▶ _Source material_:
########

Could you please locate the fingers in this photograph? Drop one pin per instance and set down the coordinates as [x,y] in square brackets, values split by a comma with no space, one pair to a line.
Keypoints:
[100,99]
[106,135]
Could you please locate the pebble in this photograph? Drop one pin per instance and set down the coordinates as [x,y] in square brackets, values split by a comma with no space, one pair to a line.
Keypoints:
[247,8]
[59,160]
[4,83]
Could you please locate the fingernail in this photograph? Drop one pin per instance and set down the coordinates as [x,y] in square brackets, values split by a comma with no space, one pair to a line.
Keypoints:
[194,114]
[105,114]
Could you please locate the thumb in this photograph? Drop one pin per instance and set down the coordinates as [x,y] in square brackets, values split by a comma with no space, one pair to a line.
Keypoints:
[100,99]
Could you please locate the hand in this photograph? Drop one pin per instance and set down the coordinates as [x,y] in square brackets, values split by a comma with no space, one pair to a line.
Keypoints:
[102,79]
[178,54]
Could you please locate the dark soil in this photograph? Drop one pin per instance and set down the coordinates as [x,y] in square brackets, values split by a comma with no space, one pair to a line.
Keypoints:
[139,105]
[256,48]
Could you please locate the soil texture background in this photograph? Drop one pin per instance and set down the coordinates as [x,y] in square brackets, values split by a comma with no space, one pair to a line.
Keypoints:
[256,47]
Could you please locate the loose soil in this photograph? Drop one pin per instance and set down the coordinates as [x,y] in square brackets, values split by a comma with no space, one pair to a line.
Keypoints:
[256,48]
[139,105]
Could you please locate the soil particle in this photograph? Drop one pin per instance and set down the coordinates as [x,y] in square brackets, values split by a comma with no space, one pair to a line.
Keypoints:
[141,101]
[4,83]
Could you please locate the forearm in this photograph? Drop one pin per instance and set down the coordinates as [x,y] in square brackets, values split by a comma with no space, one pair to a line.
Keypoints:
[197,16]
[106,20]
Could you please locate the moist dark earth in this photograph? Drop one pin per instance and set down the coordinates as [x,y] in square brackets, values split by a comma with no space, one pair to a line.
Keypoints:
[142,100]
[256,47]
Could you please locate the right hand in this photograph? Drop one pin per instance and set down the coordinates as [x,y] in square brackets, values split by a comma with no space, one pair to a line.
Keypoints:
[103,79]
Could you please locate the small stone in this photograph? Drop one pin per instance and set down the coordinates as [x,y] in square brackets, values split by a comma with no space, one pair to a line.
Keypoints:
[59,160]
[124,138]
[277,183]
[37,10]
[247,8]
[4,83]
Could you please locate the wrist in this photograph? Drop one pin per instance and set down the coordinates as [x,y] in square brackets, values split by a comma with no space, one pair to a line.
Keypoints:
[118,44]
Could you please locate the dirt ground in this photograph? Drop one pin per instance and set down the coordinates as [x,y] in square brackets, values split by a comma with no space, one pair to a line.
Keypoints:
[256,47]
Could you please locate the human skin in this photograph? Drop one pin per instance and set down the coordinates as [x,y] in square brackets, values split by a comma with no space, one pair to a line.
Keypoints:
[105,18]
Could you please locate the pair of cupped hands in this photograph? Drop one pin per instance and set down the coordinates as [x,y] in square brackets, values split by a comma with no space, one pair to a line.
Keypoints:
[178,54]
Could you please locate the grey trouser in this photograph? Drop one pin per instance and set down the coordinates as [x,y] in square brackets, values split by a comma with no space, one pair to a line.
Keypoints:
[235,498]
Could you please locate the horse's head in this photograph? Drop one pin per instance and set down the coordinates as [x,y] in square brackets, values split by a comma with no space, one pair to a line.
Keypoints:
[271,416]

########

▶ _Exercise prompt_: The records above should be restated word for word, please.

▶ _Answer to this task_:
Could you please locate the fingers in this photograph? Drop one pin per instance and set down the coordinates as [x,y] in square brackets, values split by a comma with no space, one pair to a line.
Keypoints:
[100,99]
[106,135]
Could you please locate the pebble in this photograph? Drop one pin per instance and set down the coordinates as [x,y] in square brackets, values split by a comma with no space, one pair to a line.
Keypoints:
[247,8]
[59,160]
[4,83]
Could you please locate the fingernail in this photograph? Drop one pin per instance and set down the coordinates as [x,y] in square brackets, values split by a comma with no space, one pair to a line.
Keypoints:
[194,114]
[105,114]
Could you please locate the thumb in this photograph? Drop one pin per instance and set down the coordinates as [x,y] in square brackets, values split by a comma with no space, one pair to a line.
Keypoints:
[100,99]
Could you please locate the hand in this photograph? Drop one pin per instance and set down the coordinates as [x,y] in square brackets, values split by a comma with no space, one pair to a line.
Keypoints:
[102,79]
[178,54]
Could you please locate the dark soil in this photograph? Drop one pin per instance and set down the coordinates as [x,y] in square brackets, values split by a comma with no space, one pair to a line.
Keypoints:
[139,105]
[256,48]
Could you please locate the soil texture background in this photograph? Drop one pin per instance and set down the coordinates as [x,y] in square brackets, values split by a comma with no space, one pair to a line.
Keypoints:
[256,47]
Could you please locate the loose soil in this photograph? Drop one pin per instance and set down the coordinates as [x,y] in square brackets, values split by a comma with no space, one pair to a line.
Keypoints:
[256,48]
[139,105]
Could you please locate the soil particle in this photograph? Drop one pin per instance and set down the coordinates as [x,y] in square brackets, values split by a comma with no space, one pair to a line.
Keypoints:
[141,101]
[4,83]
Could you please locate the forearm in this photograph? Drop one pin per instance and set down the coordinates as [x,y] in square brackets, values split by a comma with no space, one pair to a line.
Keypoints:
[197,16]
[106,20]
Could you please locate the moist dark earth in this photograph? Drop one pin per instance and set down the coordinates as [x,y] in square brackets, values split by a comma with no space, one pair to a line.
Keypoints:
[142,100]
[256,47]
Could you please locate the right hand in this photograph? Drop one pin per instance and set down the coordinates as [x,y] in square brackets, values split by a comma with no space, one pair to a line.
Keypoints:
[103,79]
Could you please locate the small stone in this photograph? Drop one pin per instance and set down the coordinates as [x,y] in square brackets, values split by a comma with no space, one pair to a line.
Keypoints:
[59,160]
[124,138]
[277,183]
[37,10]
[247,8]
[4,83]
Could you please locate the wrist in this photograph? Drop one pin per instance and set down the coordinates as [x,y] in square brackets, values split by a comma with no space, one pair to a line.
Keypoints:
[118,44]
Could you please locate the dirt ground in this photograph? Drop one pin per instance and set down the coordinates as [x,y] in square brackets, values split by a comma with no space, one pair to a line.
Keypoints:
[256,47]
Could you please locate the human skin in this photograph? Drop one pin per instance and set down the coordinates as [x,y] in square brackets, values split by a comma with no space, one pair to a line.
Keypoints:
[105,18]
Could you please locate the pair of cupped hands in this photograph? Drop one pin per instance and set down the coordinates as [x,y] in square brackets, values split by a comma with no space, one pair to a line.
Keypoints:
[178,54]
Could you please locate the grey trouser in this photograph? Drop one pin per instance and set down the coordinates as [x,y] in square brackets, values split by a comma with no space, one pair to a line.
Keypoints:
[235,498]
Could you please locate the horse's head in this photograph? Drop one pin per instance and set down the coordinates as [x,y] in square brackets, values split by a comma with no space, one pair to a line.
Keypoints:
[271,416]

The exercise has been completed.